▶ Texto fornecido:
***
Deve ser observado que esses satélites, como os demais de órbita polar, tem uma resolução temporal de cerca de 21 dias, o que, de certo modo, limita o emprego de suas imagens.

Aquisição de imagens geradas por esses satélites podem ser adquiridas via Internet, mas os preços não são convidativos.

IV - A Regulamentação Internacional.

O único instrumento internacional regulatório do sensoriamento remoto é a Resolução 41/65 da Assembléia Geral da Organização das Nações Unidas, datada de 09 de dezembro de 1986, titulada "Princípios sobre o Sensoriamento Remoto.

Esse documento estabelece 15 (quinze) princípios que devem ser seguidos na execução de atividades de sensoriamento remoto.

Entretanto, por sua redação em termos bastante genéricos e o último princípio estabelecer que qualquer controvérsia deve ser solucionada por procedimentos de negociação, sua aplicabilidade é muito restrita, notoriamente pela diferença de meios que dispõem os países.

Exemplificando: o Princípio IV, que estabelece diretrizes gerais para as atividades de sensoriamento remoto tem como frase final: "Estas atividades (de sensoriamento remoto) não poderão ser efetuadas de modo a prejudicar os direitos e interesses dos Estados sensoriados". Ao divulgar amplamente imagens de países sensoriados, os países sensoriadores não poderiam estar afetando os interesses dos primeiros?

Também, se formos analisar o Princípio XII, que se refere ao acesso dos países sensoriados aos dados coletados sobre seu território, o mínimo que podemos dizer ser "letra morta" pois não é de forma alguma respeitado pelos sensoriadores.

Adicionalmente, observa-se que são boicotadas todas as tentativas nos diversos foros internacionais, principalmente no COPUOS, de qualquer nova regulamentação
sobre sensoriamento remoto, ou mesmo de atualização de Princípios.

Assim, no contexto da regulamentação do sensoriamento remoto não há como esperar, em razoável horizonte, instrumentos eficazes. Em decorrência, caracteriza-se a necessidade da elaboração dos adequados instrumentos legais nacionais.

V - A Regulamentação nos Estados Unidos

Diversamente do contexto internacional, é abundante a regulamentação norte-americana quanto ao sensoriamento remoto. Desde 1992, anualmente, em média, são aprovadas pelo Congresso cerca de 5 (cinco) leis, que de alguma maneira estão relacionadas ao sensoriamento remoto".

A primeira entre as principais leis norte-americanas sobre o sensoriamento remoto é a denominada "Land Remote Sensing Act of 1994". Essa lei, ainda que particularmente dirigida ao sistema Landsat estabelece procedimentos gerais sobre o uso do sensoriamento remoto naquele país.
***
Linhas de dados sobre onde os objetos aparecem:
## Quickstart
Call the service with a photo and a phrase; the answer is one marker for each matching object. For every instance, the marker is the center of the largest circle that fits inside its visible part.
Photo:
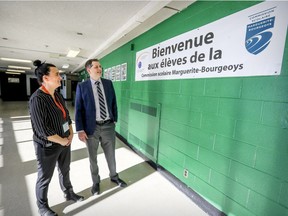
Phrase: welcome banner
(248, 43)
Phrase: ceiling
(46, 30)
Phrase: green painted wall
(229, 133)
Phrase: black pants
(47, 158)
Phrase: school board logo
(258, 35)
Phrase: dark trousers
(47, 159)
(105, 135)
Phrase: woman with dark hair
(52, 135)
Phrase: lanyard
(58, 104)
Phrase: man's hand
(82, 136)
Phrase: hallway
(148, 191)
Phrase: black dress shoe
(70, 195)
(47, 212)
(119, 182)
(95, 190)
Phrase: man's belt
(102, 122)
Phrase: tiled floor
(148, 191)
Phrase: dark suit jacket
(85, 110)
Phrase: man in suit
(95, 118)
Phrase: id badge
(65, 127)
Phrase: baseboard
(195, 197)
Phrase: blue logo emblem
(258, 35)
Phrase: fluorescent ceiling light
(16, 60)
(19, 67)
(65, 66)
(12, 73)
(13, 70)
(73, 52)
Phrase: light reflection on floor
(148, 192)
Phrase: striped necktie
(103, 113)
***
▶ Lista de tarefas:
[1] No texto sobre a regulamentação do sensoriamento remoto, substitua "Congresso" por "Legislativo" e reescreva o trecho que começa em "Diversamente do contexto" e segue até "remoto naquele país.".
[2] Retome o texto sobre a regulamentação do sensoriamento remoto e dê continuidade a ele a partir do ponto em que termina.

▶ Respostas por tarefa:
[1]
Diversamente do contexto internacional, é abundante a regulamentação norte-americana quanto ao sensoriamento remoto. Desde 1992, anualmente, em média, são aprovadas pelo Legislativo cerca de 5 (cinco) leis, que de alguma maneira estão relacionadas ao sensoriamento remoto".

A primeira entre as principais leis norte-americanas sobre o sensoriamento remoto é a denominada "Land Remote Sensing Act of 1994". Essa lei, ainda que particularmente dirigida ao sistema Landsat estabelece procedimentos gerais sobre o uso do sensoriamento remoto naquele país.

[2]
Nessa lei, deve ser observado que ao estabelecer a política de não discriminação de acesso aos dados coletados pelo sistema Landsat, por um lado, não é feita qualquer referência a participação dos países sensoriados na distribuição dos dados sobre os respectivos territórios, mas, por outro, estabelece que restrições podem ser aplicadas na divulgação de dados por razões de segurança nacional ou política externa, na forma do contido na seção 507 da lei.

Outro aspecto contido na citada lei, em seu Título II, é a regulamentação para o estabelecimento de sistemas privadas de sensoriamento remoto e para o recebimento direto de dados gerados pelo sistema Landsat.

Outra lei norte-americana que deve ser citada é a denominada "Commercial Space Act of 1998", na qual são estabelecidos regras gerais para o uso comercial das diversas formas das atividades espaciais. Como os principais aspectos da comercialização das atividades de sensoriamento remoto já tinham sido tratados na lei anteriormente referida, nesta última é tão somente reforçado o propósito de comercialização dos produtos decorrentes do sensoriamento remoto e determinado ao Secretário de Defesa que em prazo mínimo estabelecesse as condições para o uso privado de sistemas e produtos de sensoriamento remoto.

Vale a pena também citar o projeto de lei, que está em tramitação no Congresso Norte-americano, denominado "Remote Sensing Applications Act of 2001. Essa lei, se aprovada, estabelecerá fonte de recursos para estimular o uso de produtos decorrentes do sensoriamento remoto em bases comerciais e para uso oficial. Em termos práticos essa lei, por meio dos denominados "projeto piloto" será uma forma de, indiretamente, subsidiar sistema de sensoriamento remoto operados em bases comerciais.

Muitos outros exemplos poderiam ser apresentados. Mas, não há o propósito de fazer uma análise comparativa e sim mostrar o cuidado que existe nos Estados Unidos de regulamentar os diversos aspetos do sensoriamento remoto.

VI - A Regulamentação no Brasil

No nosso país, o sensoriamento remoto é regulamentado no mais alto nível pelo Decreto-Lei no. 1177 de 21 de julho de 1971.

Resumidamente, esse Decreto-Lei apenas atribui ao então Estado Maior das Forças Armadas - EMFA a responsabilidade de controlar o aerolevantamento no pais e cria um registro das entidades habilitadas a realizá-lo. Deve ser notado que o segmento espacial do sensoriamento remoto não é mencionado nesse Decreto-Lei.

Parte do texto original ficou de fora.